§ **Exercise**
Exclude the pictures and transcribe the rest of the data below exactly.
--- Provided records ---
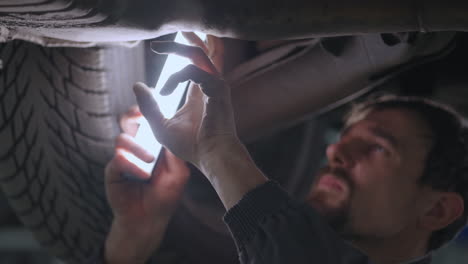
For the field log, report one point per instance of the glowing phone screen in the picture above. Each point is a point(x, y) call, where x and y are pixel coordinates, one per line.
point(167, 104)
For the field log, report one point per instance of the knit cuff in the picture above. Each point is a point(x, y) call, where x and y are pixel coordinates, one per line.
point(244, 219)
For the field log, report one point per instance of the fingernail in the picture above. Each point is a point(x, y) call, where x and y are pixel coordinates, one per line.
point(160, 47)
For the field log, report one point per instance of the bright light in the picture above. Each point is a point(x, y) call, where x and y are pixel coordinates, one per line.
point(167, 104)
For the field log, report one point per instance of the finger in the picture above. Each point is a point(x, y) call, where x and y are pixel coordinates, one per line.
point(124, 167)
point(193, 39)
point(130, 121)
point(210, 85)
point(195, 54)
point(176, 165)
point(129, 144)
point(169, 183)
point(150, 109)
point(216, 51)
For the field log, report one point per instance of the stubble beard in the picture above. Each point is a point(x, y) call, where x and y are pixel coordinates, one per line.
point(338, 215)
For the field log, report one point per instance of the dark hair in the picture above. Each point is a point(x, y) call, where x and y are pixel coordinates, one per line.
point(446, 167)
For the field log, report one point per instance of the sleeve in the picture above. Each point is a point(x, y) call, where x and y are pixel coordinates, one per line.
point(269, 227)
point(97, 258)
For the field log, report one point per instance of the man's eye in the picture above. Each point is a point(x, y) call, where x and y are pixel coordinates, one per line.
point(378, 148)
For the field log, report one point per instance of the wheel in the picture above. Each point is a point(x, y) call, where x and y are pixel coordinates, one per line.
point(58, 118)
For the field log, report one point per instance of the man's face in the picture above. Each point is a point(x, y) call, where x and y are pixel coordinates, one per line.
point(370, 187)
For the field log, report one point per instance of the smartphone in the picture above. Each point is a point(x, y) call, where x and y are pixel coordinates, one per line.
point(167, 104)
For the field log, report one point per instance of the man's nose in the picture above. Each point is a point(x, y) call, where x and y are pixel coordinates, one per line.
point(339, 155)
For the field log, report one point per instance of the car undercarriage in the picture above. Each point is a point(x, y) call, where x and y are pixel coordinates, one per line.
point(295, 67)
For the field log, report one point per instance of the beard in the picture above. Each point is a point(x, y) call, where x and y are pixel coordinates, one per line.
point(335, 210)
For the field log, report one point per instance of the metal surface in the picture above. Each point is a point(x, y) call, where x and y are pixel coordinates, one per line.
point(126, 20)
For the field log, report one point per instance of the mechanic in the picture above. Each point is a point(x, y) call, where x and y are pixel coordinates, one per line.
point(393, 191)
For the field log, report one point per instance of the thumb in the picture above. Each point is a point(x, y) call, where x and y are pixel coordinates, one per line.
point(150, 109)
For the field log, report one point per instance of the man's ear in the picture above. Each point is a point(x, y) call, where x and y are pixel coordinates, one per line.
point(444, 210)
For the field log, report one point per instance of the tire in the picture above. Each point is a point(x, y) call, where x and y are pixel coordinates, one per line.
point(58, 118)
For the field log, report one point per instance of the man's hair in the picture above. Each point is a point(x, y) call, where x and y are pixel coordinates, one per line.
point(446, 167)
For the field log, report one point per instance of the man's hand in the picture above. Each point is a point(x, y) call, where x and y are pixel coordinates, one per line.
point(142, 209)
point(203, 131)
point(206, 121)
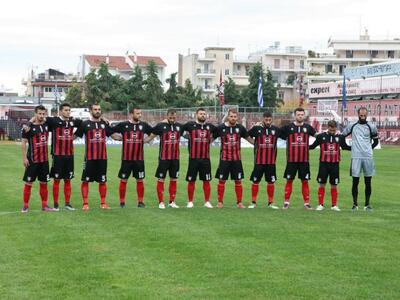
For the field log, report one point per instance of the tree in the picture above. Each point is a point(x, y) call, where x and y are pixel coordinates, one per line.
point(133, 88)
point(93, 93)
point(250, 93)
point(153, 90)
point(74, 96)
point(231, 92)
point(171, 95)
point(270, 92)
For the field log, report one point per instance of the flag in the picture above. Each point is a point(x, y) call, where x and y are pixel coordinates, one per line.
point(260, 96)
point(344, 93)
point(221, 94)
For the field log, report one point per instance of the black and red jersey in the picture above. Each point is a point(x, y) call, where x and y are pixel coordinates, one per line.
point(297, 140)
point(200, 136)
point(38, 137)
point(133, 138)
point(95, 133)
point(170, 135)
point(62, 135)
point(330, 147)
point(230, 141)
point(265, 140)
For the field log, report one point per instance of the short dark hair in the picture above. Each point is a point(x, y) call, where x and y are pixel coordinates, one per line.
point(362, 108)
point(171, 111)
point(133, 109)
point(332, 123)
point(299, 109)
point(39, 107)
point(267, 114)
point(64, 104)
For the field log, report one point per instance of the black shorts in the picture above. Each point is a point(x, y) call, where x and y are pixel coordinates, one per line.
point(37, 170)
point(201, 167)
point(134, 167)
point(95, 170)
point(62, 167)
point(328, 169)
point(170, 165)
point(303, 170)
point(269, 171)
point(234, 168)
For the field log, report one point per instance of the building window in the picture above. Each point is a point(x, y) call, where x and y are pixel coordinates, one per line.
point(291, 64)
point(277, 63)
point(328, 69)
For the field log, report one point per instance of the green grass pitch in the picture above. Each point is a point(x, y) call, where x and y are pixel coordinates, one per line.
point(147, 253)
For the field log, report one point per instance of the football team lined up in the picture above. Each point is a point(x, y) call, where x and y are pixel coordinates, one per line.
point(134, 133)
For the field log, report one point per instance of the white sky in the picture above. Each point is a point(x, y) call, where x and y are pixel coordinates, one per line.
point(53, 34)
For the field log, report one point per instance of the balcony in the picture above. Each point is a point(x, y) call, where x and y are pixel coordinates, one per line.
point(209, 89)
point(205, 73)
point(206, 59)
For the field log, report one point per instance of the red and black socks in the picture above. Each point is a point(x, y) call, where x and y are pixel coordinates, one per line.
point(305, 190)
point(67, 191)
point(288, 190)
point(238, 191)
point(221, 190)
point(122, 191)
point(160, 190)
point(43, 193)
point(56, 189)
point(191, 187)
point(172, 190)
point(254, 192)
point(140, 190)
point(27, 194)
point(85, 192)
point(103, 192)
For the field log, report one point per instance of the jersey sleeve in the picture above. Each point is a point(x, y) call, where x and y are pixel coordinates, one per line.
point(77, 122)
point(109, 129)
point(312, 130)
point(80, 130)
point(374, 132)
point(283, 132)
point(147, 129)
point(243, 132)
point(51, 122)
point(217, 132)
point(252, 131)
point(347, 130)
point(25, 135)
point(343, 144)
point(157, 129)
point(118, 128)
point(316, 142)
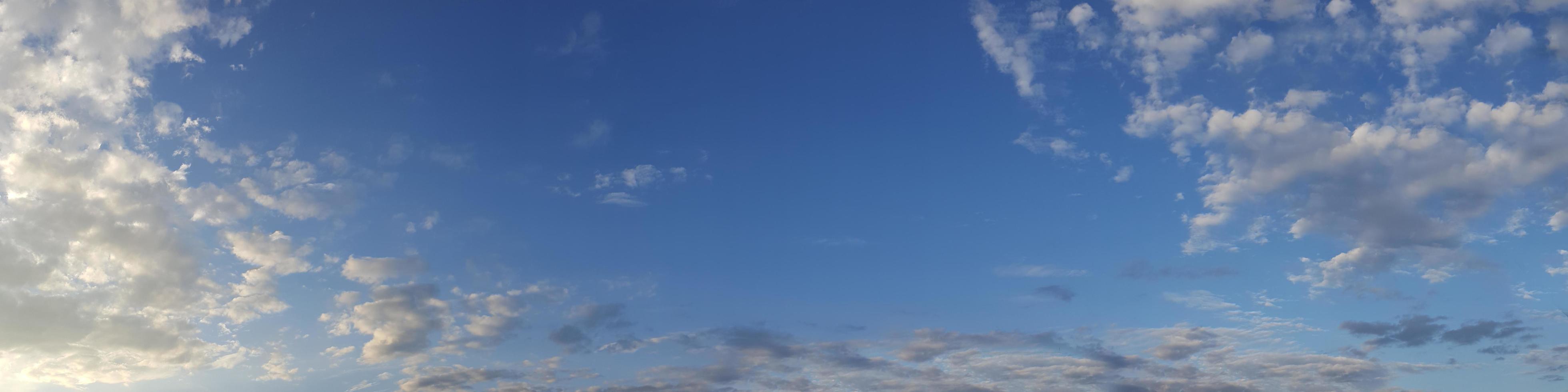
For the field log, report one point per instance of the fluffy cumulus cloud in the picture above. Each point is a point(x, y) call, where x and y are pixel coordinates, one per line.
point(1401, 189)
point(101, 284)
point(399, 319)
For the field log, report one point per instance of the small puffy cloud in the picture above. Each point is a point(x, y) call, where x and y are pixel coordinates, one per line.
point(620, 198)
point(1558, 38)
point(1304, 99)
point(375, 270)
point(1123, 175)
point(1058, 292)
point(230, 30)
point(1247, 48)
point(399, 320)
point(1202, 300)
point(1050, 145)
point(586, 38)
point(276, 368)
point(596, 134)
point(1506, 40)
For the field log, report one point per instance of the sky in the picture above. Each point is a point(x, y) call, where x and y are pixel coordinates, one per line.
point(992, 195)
---
§ **Result**
For the field log, report one point per instance of the glowing phone screen in the picture above. Each point is a point(x, y) call, where x and y are pixel coordinates, one per line.
point(167, 104)
For the field log, report one point per instance of the knit cuff in the picture above. Each point is a point(x, y) call, where x and y are pixel coordinates, one per line.
point(244, 219)
For the field log, report one point per instance of the fingernail in the picture above. Each point is a point(x, y) call, where x and y are pixel coordinates, one per line.
point(160, 47)
For the field log, report one point per instance of the bright light in the picture above. Each point is a point(x, y) call, where x and y are pixel coordinates, one per line.
point(167, 104)
For the field log, report one point per instance of the finger in the picture above. Each point is a point(x, y) call, where x and y are pixel coordinates, one per line.
point(124, 167)
point(193, 39)
point(130, 121)
point(210, 85)
point(195, 54)
point(176, 165)
point(129, 144)
point(169, 183)
point(150, 109)
point(216, 51)
For the field log, report one point per instance of the stubble beard in the picture above. Each point is a point(x, y) call, where x and y are pixel coordinates, one per line.
point(338, 215)
For the field log, report one point per instance of the dark hair in the picture above. Each point is a point(x, y) call, where x and y are pixel coordinates, one per line.
point(446, 167)
For the field log, report one point per instance of the sleeve in the picture above. Each point is a point(x, y) call, where x and y are pixel coordinates, one per line.
point(269, 227)
point(97, 258)
For the field log, report one point per instance of the man's eye in the picture above. Each point is a point(x, y) call, where x and y are pixel coordinates, one per line.
point(378, 148)
For the field log, report one point per instance of the wheel in the picture above. Each point is a point(x, y) call, where x and y are pixel coordinates, one per line.
point(58, 118)
For the field log, report one point per instance of the man's face in the picture above. Each point is a point(x, y) call, where x and y are pixel coordinates, one per line.
point(370, 187)
For the field log, report one point per instance of the smartphone in the picture above. Each point is a point(x, y) call, where x and y are pixel coordinates, one per line.
point(167, 104)
For the field log, report one point per instance of the man's nose in the picture above. Each point is a point(x, y) call, where x and y are pixel coordinates, one per line.
point(339, 155)
For the field log, report one point per instance of the car undercarriage in the picture above. Each point is a point(x, y) call, where x and y are pixel coordinates, one per line.
point(295, 67)
For the field log, report one point per instance of the beard in the picture above. Each point is a point(x, y) call, where x and y are pixel coordinates, one per line.
point(335, 210)
For the field log, report one point per instance of the metal surface in the picture above. Each point is a point(x, y) call, where x and y are pixel coordinates, one per line.
point(126, 20)
For the field log, report one point per instance of the mechanic in the picture above. Each point is a point(x, y) call, where x and y are pixel coordinates, one per line.
point(393, 191)
For the field log, report one point per instance of the thumb in the picture above. Each point is a point(x, y) call, where x and y are pixel coordinates, one per line.
point(150, 109)
For the field log, report one point per instance of the man's ear in the picture above. Each point is a point(x, y) call, where x and y are pixel coordinates, one per line.
point(444, 210)
For the field log, report one point per instance of the tire in the picture above. Each point is a point(x, y) call, where x and y are pixel coordinates, one per line.
point(58, 118)
For the field log, report one point per instance of the man's hair in the picture above. Each point is a point(x, y) call, where x and y are pixel coordinates, one per line.
point(446, 167)
For the field log, report one point per instance of the man's hand in the picture above. Each point is a point(x, y) call, where x and y are pixel coordinates, one per line.
point(142, 209)
point(203, 131)
point(206, 121)
For the field log, report one point per instance of the tree in the picture above. Each point is a point(x, y) call, where x and y are pixel coordinates, one per line.
point(133, 88)
point(93, 93)
point(250, 93)
point(153, 90)
point(74, 96)
point(231, 92)
point(171, 95)
point(270, 92)
For the field log, report one point per instance of the flag in the picture above. Each point is a point(x, y) call, where x and y are pixel coordinates, one per line.
point(260, 96)
point(344, 93)
point(221, 94)
For the field log, report one point per instance of the black and red jersey in the picture above. Each point is a point(x, y) call, where x and y are pixel coordinates, one per line.
point(297, 140)
point(200, 136)
point(38, 137)
point(133, 138)
point(95, 133)
point(170, 135)
point(62, 135)
point(330, 147)
point(230, 141)
point(265, 140)
For the field log, report one point per instance of the short dark hair in the picture above. Each point is a point(x, y) call, where x and y are pixel coordinates, one per line.
point(362, 108)
point(171, 111)
point(133, 109)
point(332, 123)
point(299, 109)
point(39, 107)
point(267, 114)
point(64, 104)
For the field log, report one point per instance of the black shorts in the picture above. Each point is a point(x, y) call, where x and y are pixel coordinates, one per line.
point(37, 170)
point(201, 167)
point(134, 167)
point(95, 170)
point(62, 167)
point(328, 169)
point(170, 165)
point(303, 170)
point(269, 171)
point(234, 168)
For the field log, report one point per instance of the building window in the picture above. Each point is a point(x, y) call, where x and y are pixel coordinates, one per line.
point(291, 64)
point(277, 63)
point(328, 69)
For the field log, report one point per instance of the green grass pitch in the picture above. Each point is a point(x, y) call, where x and y are pixel coordinates, one per line.
point(147, 253)
For the field log, report one point per instance of the football team lined up in the picture above. Each point is a point(x, y) call, where x and y are pixel coordinates, one per line.
point(134, 133)
For the field log, report one point per instance of the white sky in the picture above. Each point is a point(x, y) call, where x and y are pixel coordinates, one per line.
point(53, 34)
For the field log, report one point per instance of the balcony in the picture above. Each point is a point(x, y) call, where x and y are pixel coordinates, one per line.
point(209, 89)
point(205, 73)
point(206, 59)
For the field log, report one point per instance of the red and black socks in the picture above. Each point is a point(x, y) call, where x and y are pixel coordinates, one per line.
point(305, 190)
point(67, 191)
point(288, 190)
point(238, 191)
point(221, 190)
point(122, 191)
point(160, 190)
point(43, 193)
point(56, 189)
point(191, 187)
point(172, 190)
point(254, 192)
point(140, 190)
point(27, 194)
point(85, 192)
point(103, 192)
For the field log, report one point per instance of the jersey sleeve in the picture above. Each point is a point(x, y) call, where x and y are pixel coordinates, one per line.
point(77, 122)
point(109, 129)
point(312, 130)
point(80, 130)
point(374, 132)
point(283, 132)
point(147, 129)
point(243, 132)
point(51, 122)
point(217, 132)
point(252, 131)
point(347, 130)
point(25, 135)
point(343, 144)
point(157, 129)
point(118, 128)
point(316, 142)
For the field log, report one point per instance of the fluffy cumulus cloud in the picture above. Each point is a point(x, y) call, where x and y are pixel coordinates, one per line.
point(1401, 189)
point(101, 284)
point(399, 319)
For the field log, report one point per instance of the small puffy cloud in the picture above. Each point is a point(x, y) call, where x and y are pixel coordinates, one per line.
point(620, 198)
point(1558, 38)
point(1304, 99)
point(375, 270)
point(1123, 175)
point(1058, 292)
point(230, 30)
point(1247, 48)
point(399, 320)
point(1202, 300)
point(1050, 145)
point(586, 38)
point(276, 368)
point(596, 134)
point(1506, 40)
For the field log, report one point per instance of the sky in the picture above. Each point is a point(x, y) call, where x and y are pixel coordinates, one per line.
point(992, 195)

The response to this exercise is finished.